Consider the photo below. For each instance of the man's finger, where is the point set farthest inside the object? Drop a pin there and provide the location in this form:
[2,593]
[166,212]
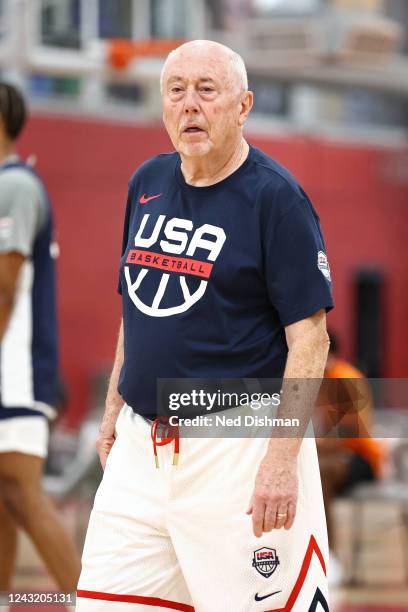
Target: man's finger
[291,515]
[258,512]
[269,517]
[281,516]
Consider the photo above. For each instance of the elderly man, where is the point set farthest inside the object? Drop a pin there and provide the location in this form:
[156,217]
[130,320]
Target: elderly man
[223,275]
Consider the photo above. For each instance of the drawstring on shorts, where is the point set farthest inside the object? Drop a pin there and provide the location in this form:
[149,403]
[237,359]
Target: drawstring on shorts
[169,434]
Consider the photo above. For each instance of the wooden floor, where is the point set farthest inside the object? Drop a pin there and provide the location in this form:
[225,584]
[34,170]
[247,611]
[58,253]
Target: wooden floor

### [Short task]
Copy every entry word for word, but omit the pictures.

### [Worked answer]
Consider the photo below. For each instance of the man's finger, where is the point set farthest inside the object? Drop a pin there and provide the location in this form:
[2,593]
[166,212]
Target: man's finger
[291,515]
[258,512]
[269,517]
[281,516]
Consider the photo above. For each instance of the elderly man, where is the point set farthest inside the object? Drop a pin there and provide the location in this form:
[156,217]
[130,320]
Target: elderly man
[223,275]
Consider the photo above. For each instance of the drawstring on shorts, where is the point set farthest inside the object? Drop a pin there and provide the location in this form:
[149,403]
[237,359]
Target: drawstring on shorts
[169,434]
Consider the photo above. For each instance of the wooden floor, where is the point set farthest inside the object? Drop a pin there and provide the location in this form:
[225,584]
[34,170]
[247,611]
[58,253]
Target: wooden floor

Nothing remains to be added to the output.